Problem description: Here are some records; return them all exactly.
#### Dataset content ####
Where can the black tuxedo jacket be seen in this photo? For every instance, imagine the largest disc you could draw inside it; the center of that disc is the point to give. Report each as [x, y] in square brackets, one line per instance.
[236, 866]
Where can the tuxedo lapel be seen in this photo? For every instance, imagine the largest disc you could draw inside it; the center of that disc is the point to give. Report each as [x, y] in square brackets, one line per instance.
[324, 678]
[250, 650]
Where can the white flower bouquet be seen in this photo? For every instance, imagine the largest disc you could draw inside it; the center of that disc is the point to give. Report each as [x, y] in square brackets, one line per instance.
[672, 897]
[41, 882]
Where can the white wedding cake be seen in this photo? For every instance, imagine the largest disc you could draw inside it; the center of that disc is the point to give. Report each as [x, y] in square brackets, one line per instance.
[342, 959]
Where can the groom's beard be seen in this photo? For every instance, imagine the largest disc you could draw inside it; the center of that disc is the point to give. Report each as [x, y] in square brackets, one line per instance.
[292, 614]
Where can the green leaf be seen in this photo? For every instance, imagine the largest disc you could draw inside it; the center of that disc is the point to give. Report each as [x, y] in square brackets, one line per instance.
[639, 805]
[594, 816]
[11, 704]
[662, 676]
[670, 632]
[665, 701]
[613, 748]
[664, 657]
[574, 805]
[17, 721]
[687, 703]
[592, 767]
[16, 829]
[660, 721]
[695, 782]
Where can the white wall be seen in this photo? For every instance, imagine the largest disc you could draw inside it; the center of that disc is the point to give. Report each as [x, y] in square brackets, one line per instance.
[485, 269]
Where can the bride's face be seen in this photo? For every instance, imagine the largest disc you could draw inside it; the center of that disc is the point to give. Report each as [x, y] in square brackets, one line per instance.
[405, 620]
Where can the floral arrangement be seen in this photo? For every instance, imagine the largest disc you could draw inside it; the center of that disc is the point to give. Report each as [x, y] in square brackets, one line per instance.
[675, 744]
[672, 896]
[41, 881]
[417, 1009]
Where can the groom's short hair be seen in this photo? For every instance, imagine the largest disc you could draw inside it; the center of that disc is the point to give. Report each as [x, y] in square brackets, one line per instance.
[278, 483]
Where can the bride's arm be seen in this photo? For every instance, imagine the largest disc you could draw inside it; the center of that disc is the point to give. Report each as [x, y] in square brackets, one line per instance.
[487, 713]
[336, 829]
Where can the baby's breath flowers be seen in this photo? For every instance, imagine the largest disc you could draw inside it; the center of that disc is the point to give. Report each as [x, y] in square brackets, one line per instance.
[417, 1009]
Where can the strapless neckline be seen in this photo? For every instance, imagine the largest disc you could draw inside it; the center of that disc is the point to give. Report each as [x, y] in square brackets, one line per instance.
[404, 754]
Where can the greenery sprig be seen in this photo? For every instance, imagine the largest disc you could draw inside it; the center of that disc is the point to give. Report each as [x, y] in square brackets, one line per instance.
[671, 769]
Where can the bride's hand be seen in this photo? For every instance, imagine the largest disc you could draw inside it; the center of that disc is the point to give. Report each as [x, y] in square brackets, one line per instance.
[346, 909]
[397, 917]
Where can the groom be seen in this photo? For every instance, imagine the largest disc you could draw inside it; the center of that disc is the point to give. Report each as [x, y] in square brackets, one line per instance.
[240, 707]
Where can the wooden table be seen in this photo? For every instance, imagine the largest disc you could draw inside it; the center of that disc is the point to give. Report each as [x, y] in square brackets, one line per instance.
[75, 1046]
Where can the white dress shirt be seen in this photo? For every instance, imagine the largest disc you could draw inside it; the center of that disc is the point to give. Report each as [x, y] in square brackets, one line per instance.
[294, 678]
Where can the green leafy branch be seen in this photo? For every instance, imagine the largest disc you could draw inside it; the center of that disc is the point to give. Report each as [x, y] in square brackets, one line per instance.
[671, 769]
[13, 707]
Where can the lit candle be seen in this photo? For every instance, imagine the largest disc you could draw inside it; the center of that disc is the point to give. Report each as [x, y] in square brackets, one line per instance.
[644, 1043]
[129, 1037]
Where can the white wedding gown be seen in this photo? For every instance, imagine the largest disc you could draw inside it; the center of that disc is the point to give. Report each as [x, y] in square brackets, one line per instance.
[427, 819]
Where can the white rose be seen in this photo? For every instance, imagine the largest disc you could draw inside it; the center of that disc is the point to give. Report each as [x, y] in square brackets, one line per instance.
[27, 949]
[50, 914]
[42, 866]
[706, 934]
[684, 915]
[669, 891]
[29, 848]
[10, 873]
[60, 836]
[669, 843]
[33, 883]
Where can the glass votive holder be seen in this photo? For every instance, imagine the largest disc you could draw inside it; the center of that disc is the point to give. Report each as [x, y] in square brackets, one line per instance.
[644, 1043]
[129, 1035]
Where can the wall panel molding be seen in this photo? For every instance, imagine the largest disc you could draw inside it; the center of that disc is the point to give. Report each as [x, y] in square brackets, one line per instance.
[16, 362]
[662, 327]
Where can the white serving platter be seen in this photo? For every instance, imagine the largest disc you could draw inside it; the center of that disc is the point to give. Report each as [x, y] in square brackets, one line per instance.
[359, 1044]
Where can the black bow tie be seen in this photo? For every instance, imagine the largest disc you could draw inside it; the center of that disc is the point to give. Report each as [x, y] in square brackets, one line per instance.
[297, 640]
####
The solution:
Where can the black tuxedo jacket be seen in this photo? For every instance, imagine the largest disc you could draw inside it; the center of that disc is the point to give. Report each as [x, y] in square brackets, one line per instance.
[236, 866]
Where can the tuxedo lapel be seen in this photo? For every instance, imagine the largest disc you could draw inside it; the center of that disc is the point to give. Report each as [x, y] in square brackets, one line per instance.
[324, 678]
[250, 650]
Where can the white flower bouquet be seen in this photo? For every instance, imagine the largest disc you could draw inside it; the center of that disc is the point to give. Report each as [x, y] in square brackets, one line per instance.
[672, 897]
[41, 882]
Where can the white wedding cake be seen in this photo? For every instance, imagine the largest disc you could draw inside it; the center of that disc is the point to give. Report each as [x, y] in square brackets, one line per instance.
[342, 959]
Where can the groom's beard be seen in this photo? For every instance, imagine the largest disc you could draw inside it; the center of that disc is the point to give. Report each as [x, y] in square brackets, one line per instance.
[292, 614]
Where can the green leaf be seen in this photo? For every instance, imagine the largest disc you could draw inside it; the center of that disc is the point to give. Report each as [x, y] in square brackets, one line per instance.
[639, 805]
[594, 816]
[11, 704]
[662, 676]
[670, 632]
[665, 701]
[613, 748]
[664, 657]
[574, 805]
[17, 721]
[687, 703]
[592, 767]
[16, 829]
[660, 721]
[695, 782]
Where can the white wall be seen in this photo? For every instance, imagine the largest disc you could draw inside it; the center of that disc is the point to give. Report each as [x, y] in square brackets, one line per instance.
[485, 269]
Where can the bride's face be seen in this photo? For every instance, imagine the largest disc you could draw inside it; the center of that disc is the point to give. Report each as [x, y] in square brackets, one line per instance.
[405, 620]
Where can the floral arrangement be seen in this photo? For every instance, imagine the largest disc you could draw inside it; the center of that disc is the point to give. Report each as [x, y] in square brackets, one line per instance.
[675, 744]
[672, 896]
[41, 881]
[417, 1009]
Where can the groom's short hair be seen in this photo? For every instance, imagine the largest disc you could draw inside it; the center of that disc is the point to give. Report each as [x, y] in square brackets, one line per instance.
[278, 483]
Where can the bride's arm be seen in this photo? For every instance, imagine the largest disc you could draw inside it; the center of that disc is the point to give. Report each as [x, y] in square brackets, one line per instance.
[487, 713]
[336, 829]
Where can the baby's breath flowers be seen in this photo? For every instance, imagine the largest disc you could draw inside it; the center of that disc is the point to give. Report each as [x, y] in square brackets, one line per instance.
[417, 1009]
Where can the strapless neckline be seen in this photo? For every instance, imagine the largest disc you could draw inside it; the center of that disc is the point to give. Report each as [x, y] in square brackets, one line per instance.
[404, 754]
Where can the greenery sprig be seen in this photo? For every instance, imagine the largest disc you could draw inside it; the center of that disc is the point to give. Report each as [x, y] in square brackets, one line per instance.
[671, 769]
Where can the bride's hand be seen in this photo? For every instance, imagine the largest disc you could draw inside it; the center of that disc is the point to give. Report each as [x, y] in square brackets, one line per instance.
[346, 909]
[397, 917]
Where can the groom be seen in this photo? For every instance, imagine the largest disc you could draw inside it; the center of that disc is the point to give. Report each as [x, y] in square brackets, one line per instance.
[240, 707]
Where can the wooden table be seen in this photo? For every instance, imagine the largest disc you could draw inside it; the center of that disc is the point to give. Report each as [x, y] in square brackets, one line per instance.
[75, 1046]
Where can the white dress shirt be seen in this photo? For every instance, imagine the largest disc you could draw inside it; the center of that disc is the point to give. Report each as [x, y] in square brackets, one line per instance.
[294, 678]
Where can the green leafy branch be seen in this photo? For every instance, imagine the largest disc you could draw inside it; the center of that disc is the point to give. Report each as [x, y] in square brackets, one line per instance.
[671, 769]
[13, 707]
Where can the lit candle be seen in this photo? For every instance, imagine the largest disc you could draw inside it; the center of that disc is the point to give. Report each as [x, y] in square brackets, one line per instance.
[644, 1043]
[129, 1037]
Where can the white wedding gown be seen in this photo? For every instance, imagine the largest disc you could draw inside it; the center of that disc is the point to give. Report each as [x, y] in square brackets, one line per instance.
[427, 819]
Where can the white rose be seen in this photo? For every instance, imagine the largest disc you could draw inside it; the center of that disc is the point to give. Report each as [x, y] in square brackets, one line per instance.
[27, 949]
[50, 914]
[42, 866]
[706, 934]
[684, 915]
[669, 891]
[29, 848]
[10, 873]
[60, 836]
[669, 843]
[33, 883]
Where can the glass votive holder be seen in this photo? For every instance, imagine the largest disc you could draw inside it; the center of that disc is the point to give. Report each as [x, y] in square brackets, one line per instance.
[644, 1043]
[129, 1035]
Where can the wall panel molding be seen in this photo? For every instance, imagine the largest disc you could draw inside it; the center of that disc is the point to give. Report each as [x, y] in square brackets, one line per instance.
[16, 362]
[662, 327]
Where can the white serving platter be seen in this photo? For every instance, imagine the largest disc you could draw inside it; the center of that disc is the point to give. Report each as [x, y] in square brackets, one line per instance.
[359, 1044]
Where can the black bow tie be seen in this photo? For every instance, imagine the largest disc you could draw inside it; the center of that disc is the point to give. Report each as [x, y] in square brackets, one line per instance.
[297, 640]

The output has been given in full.